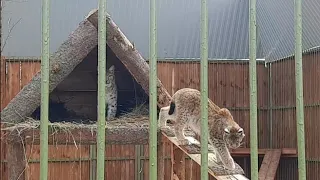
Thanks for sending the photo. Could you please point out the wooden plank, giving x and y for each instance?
(215, 169)
(16, 160)
(274, 165)
(265, 165)
(178, 162)
(285, 152)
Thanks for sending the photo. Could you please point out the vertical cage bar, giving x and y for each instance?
(44, 110)
(253, 91)
(153, 92)
(204, 90)
(299, 89)
(102, 48)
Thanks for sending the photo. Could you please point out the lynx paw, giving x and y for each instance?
(168, 131)
(229, 163)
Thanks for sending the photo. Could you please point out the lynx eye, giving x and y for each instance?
(226, 130)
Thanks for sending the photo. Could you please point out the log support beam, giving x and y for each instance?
(72, 52)
(130, 58)
(270, 164)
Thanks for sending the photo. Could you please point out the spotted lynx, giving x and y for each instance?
(185, 110)
(111, 93)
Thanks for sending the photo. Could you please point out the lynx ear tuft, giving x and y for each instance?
(226, 130)
(240, 130)
(111, 68)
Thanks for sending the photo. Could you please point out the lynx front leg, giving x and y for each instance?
(223, 155)
(179, 131)
(163, 117)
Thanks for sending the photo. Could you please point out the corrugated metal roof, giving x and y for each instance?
(178, 26)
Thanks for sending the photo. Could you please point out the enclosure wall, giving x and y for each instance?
(228, 87)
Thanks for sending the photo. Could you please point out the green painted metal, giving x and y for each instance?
(153, 92)
(270, 106)
(138, 166)
(299, 89)
(44, 110)
(93, 162)
(204, 90)
(253, 91)
(102, 48)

------------------------------------------------------------

* _Written task_
Please give every line of the records above as a JSON list of strings, one per line, skipping blank lines and leaving out the pictures.

* _Reply to the task_
[
  "Thanks for sending the photo. Could you please point out the wooden plank, giving x and y for each instance?",
  "(215, 169)",
  "(16, 160)",
  "(274, 165)",
  "(265, 165)",
  "(178, 162)",
  "(285, 152)",
  "Thanks for sending the photo. Could you please point out the vertical cage bar, giving x and y for each instance?",
  "(44, 110)",
  "(253, 91)",
  "(153, 92)",
  "(204, 90)",
  "(299, 89)",
  "(102, 48)",
  "Thanks for sending the photo. Could you please point out the lynx paw, giving x and y for each instance?",
  "(168, 131)",
  "(229, 163)",
  "Thanks for sending the photo. Could you please point out the lynx eye, giving x and y for each instance?",
  "(226, 130)",
  "Thanks for sending the photo. Could you please point out the log support beam, giving x and y for each instance?",
  "(72, 52)",
  "(130, 58)",
  "(270, 164)",
  "Thanks for sending the photo. Could you please point out the spotted lynx, giving x and y for each instance?",
  "(185, 110)",
  "(111, 93)",
  "Thanks for sending the photo. Could you please point out the lynx ear tuft, giving x and y for each instance?",
  "(226, 130)",
  "(240, 130)",
  "(111, 68)",
  "Thanks for sending the photo. Could you please point out the lynx front leg, giving x and y for each instance?",
  "(223, 155)",
  "(179, 131)",
  "(163, 117)",
  "Thanks for sending the photo. Could you please point out the corrugated metal roof, giving x and y for each instance?",
  "(178, 26)",
  "Thanks for sending the photo. Could you please point out the enclosure wall, giving x and y for each instance?",
  "(228, 87)",
  "Thanks for sending the photo. Could you please point out the green painted metal, giving x and y for each instance?",
  "(153, 92)",
  "(270, 106)",
  "(138, 166)",
  "(299, 89)",
  "(44, 110)",
  "(93, 162)",
  "(204, 90)",
  "(253, 91)",
  "(102, 48)"
]